** Work to do **
Edit the material below so that "calm water" becomes "still water" wherever it occurs, and leave every other line unchanged.

[Source data]
⁂

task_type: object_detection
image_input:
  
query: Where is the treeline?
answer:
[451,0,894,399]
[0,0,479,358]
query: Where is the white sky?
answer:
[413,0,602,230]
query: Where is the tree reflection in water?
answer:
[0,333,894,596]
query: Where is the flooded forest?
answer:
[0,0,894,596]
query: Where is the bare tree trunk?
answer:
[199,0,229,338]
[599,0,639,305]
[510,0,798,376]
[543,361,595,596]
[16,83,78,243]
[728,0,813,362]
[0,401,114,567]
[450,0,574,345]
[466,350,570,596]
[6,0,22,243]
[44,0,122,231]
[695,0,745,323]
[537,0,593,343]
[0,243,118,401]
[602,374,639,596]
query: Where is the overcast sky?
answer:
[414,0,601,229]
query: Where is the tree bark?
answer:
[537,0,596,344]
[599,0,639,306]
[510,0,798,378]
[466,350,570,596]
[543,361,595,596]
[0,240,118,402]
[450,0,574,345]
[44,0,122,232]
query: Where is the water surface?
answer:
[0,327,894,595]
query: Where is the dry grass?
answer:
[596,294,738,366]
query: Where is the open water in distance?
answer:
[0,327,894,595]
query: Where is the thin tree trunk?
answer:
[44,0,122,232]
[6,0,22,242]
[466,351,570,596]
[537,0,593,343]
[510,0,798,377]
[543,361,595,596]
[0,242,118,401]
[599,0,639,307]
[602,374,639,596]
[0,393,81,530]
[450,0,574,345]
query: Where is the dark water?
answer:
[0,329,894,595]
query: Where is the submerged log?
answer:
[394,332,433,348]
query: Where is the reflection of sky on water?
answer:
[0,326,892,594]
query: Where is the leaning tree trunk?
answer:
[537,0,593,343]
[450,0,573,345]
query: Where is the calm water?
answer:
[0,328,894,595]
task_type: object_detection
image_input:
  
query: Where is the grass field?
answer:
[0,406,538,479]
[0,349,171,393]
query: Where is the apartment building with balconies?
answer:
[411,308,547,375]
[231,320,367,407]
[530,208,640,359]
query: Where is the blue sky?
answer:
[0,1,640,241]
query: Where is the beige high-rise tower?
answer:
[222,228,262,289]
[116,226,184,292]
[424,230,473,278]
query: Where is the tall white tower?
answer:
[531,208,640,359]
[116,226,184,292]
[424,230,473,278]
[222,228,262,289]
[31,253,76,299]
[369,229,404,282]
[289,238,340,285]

⁂

** Solution **
task_type: object_detection
image_input:
  
query: Where is the treeline?
answer:
[451,0,894,399]
[0,0,479,358]
query: Where is the white sky?
answer:
[413,0,602,230]
query: Where is the tree reflection in water?
answer:
[0,333,894,596]
query: Where is the flooded forest?
answer:
[0,0,894,596]
query: Where is the bare tree trunk?
answer:
[199,0,229,338]
[599,0,639,305]
[510,0,798,376]
[543,361,595,596]
[16,83,78,243]
[728,0,813,362]
[0,401,114,567]
[450,0,574,345]
[466,350,570,596]
[6,0,22,243]
[44,0,122,231]
[695,0,745,323]
[537,0,593,343]
[0,243,118,401]
[602,374,639,596]
query: Where is the overcast sky?
answer:
[414,0,601,229]
query: Where is the tree bark?
answer:
[537,0,596,344]
[599,0,639,306]
[510,0,798,378]
[466,350,570,596]
[543,361,595,596]
[0,240,118,402]
[450,0,574,345]
[44,0,122,232]
query: Where is the water surface?
answer:
[0,327,894,595]
query: Where is the dry grass?
answer:
[596,294,738,366]
query: Where is the open water in distance?
answer:
[0,327,894,595]
query: Where is the thin tree trunk?
answer:
[44,0,122,232]
[6,0,22,242]
[466,351,570,596]
[537,0,593,343]
[510,0,798,377]
[543,361,595,596]
[0,242,118,401]
[599,0,639,307]
[602,374,639,596]
[0,393,81,530]
[450,0,574,345]
query: Where is the dark water?
answer:
[0,329,894,595]
query: Where is the submerged log?
answer:
[394,332,433,348]
query: Where is the reflection of sky on water?
answer:
[0,326,892,594]
query: Where is the leaning tree trunk?
answer:
[537,0,593,343]
[450,0,573,345]
query: Where is the still water?
answer:
[0,328,894,595]
task_type: object_detection
image_input:
  
query: Where is the grass field?
answer:
[0,406,538,479]
[0,349,171,393]
query: Where is the apartment building with balconies?
answer:
[411,308,547,375]
[231,320,367,407]
[530,208,640,359]
query: Where is the blue sky?
answer:
[0,1,640,241]
query: Where is the beige high-rise tower?
answer:
[222,228,262,289]
[116,226,184,292]
[424,230,473,278]
query: Where is the tall white tower?
answer:
[531,208,640,359]
[116,226,184,292]
[424,230,473,278]
[222,228,262,289]
[31,253,76,299]
[369,229,404,282]
[289,238,340,285]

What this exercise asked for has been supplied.